## Instruções do exercício
Digite de novo a parte do texto sobre o acordo da FEBRABAN que fica entre "Simplificando: nas hipóteses" e "encerramento do feito.", incluindo esses dois trechos.

## Trecho do texto
----
Surgiu, recentemente, tese patrocinada pela FEBRABAN (e alguns bancos) segundo a qual os clientes portadores de caderneta de poupança que ajuizaram execução provisória de sentenças coletivas provenientes de diversas Ações Civis Públicas (ACP), estão vinculados ao ACORDO e seu ADITIVO ajustados pela FEBRABAN e associações voltadas à defesa de consumidores.
O núcleo de tal entendimento está contido na cláusula 9.2 do ACORDO:
“Este ACORDO surtirá os seguintes efeitos sobre as ações civis públicas listadas no anexo: a) Para as ações civis públicas ainda não transitadas em julgado, (...) listadas no anexo deste ACORDO, as Partes comprometem-se a apresentar petição conjunta em que será requerido: i) a homologação das obrigações de pagamento aqui previstas; ii) por conta dos pagamentos a serem efetuados a extinção da ação coletiva por transação (...), e consequente formação de título executivo judicial em benefício unicamente das pessoas que iniciaram cumprimento da sentença coletiva até 31.12.2016 [data posteriormente alterada para 11.12.2017], identificadas na petição (...)”.
Simplificando: nas hipóteses em que a sentença coletiva está sendo executada provisoriamente (na medida em que ainda pende RE referentemente aos temas 264, 265, 284 e 285), as partes (isto é, o banco réu e a associação autora) se comprometem a apresentar, nos autos da ACP, um pedido conjunto em que fixam valores a serem pagos aos poupadores (conforme os critérios estabelecidos no ACORDO) e requererão seja homologado o que foi combinado nessa petição conjunta, com o consequente encerramento do feito.
----
## Dados extraídos
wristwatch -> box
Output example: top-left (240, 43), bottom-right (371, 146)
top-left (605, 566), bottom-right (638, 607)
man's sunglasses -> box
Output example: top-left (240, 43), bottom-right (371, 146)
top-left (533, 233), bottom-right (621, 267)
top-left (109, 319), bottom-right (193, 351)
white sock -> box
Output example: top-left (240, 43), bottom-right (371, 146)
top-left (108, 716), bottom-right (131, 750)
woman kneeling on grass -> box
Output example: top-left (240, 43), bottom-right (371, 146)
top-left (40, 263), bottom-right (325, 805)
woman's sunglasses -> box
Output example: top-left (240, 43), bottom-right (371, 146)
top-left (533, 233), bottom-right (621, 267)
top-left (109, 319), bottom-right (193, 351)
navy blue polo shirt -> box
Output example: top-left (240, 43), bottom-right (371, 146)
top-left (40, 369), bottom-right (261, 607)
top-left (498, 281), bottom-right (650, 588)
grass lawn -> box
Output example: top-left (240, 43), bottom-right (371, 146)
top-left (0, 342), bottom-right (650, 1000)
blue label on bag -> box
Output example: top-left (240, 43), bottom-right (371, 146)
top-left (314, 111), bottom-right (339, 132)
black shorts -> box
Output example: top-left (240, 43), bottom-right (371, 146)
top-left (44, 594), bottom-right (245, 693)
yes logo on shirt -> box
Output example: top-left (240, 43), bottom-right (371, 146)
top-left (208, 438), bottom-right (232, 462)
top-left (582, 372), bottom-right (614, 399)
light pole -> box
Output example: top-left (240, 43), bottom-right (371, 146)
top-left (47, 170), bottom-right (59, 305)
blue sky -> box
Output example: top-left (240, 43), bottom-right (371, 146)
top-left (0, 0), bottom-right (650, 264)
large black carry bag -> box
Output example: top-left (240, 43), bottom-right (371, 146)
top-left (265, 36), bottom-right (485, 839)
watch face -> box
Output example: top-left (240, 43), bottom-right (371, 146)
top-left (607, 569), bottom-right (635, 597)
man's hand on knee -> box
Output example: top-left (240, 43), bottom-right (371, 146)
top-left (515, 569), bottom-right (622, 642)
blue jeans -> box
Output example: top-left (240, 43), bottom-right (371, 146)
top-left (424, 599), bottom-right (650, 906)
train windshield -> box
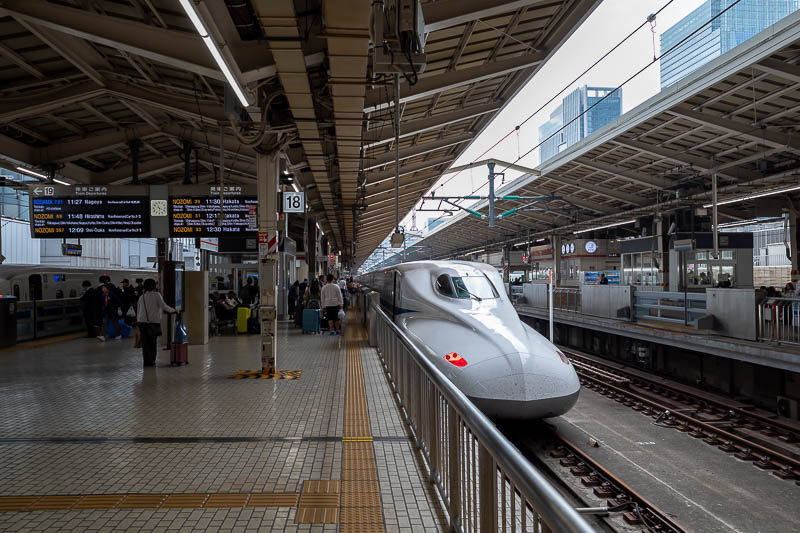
----
## Resposta completa
Simplificando: nas hipóteses em que a sentença coletiva está sendo executada provisoriamente (na medida em que ainda pende RE referentemente aos temas 264, 265, 284 e 285), as partes (isto é, o banco réu e a associação autora) se comprometem a apresentar, nos autos da ACP, um pedido conjunto em que fixam valores a serem pagos aos poupadores (conforme os critérios estabelecidos no ACORDO) e requererão seja homologado o que foi combinado nessa petição conjunta, com o consequente encerramento do feito.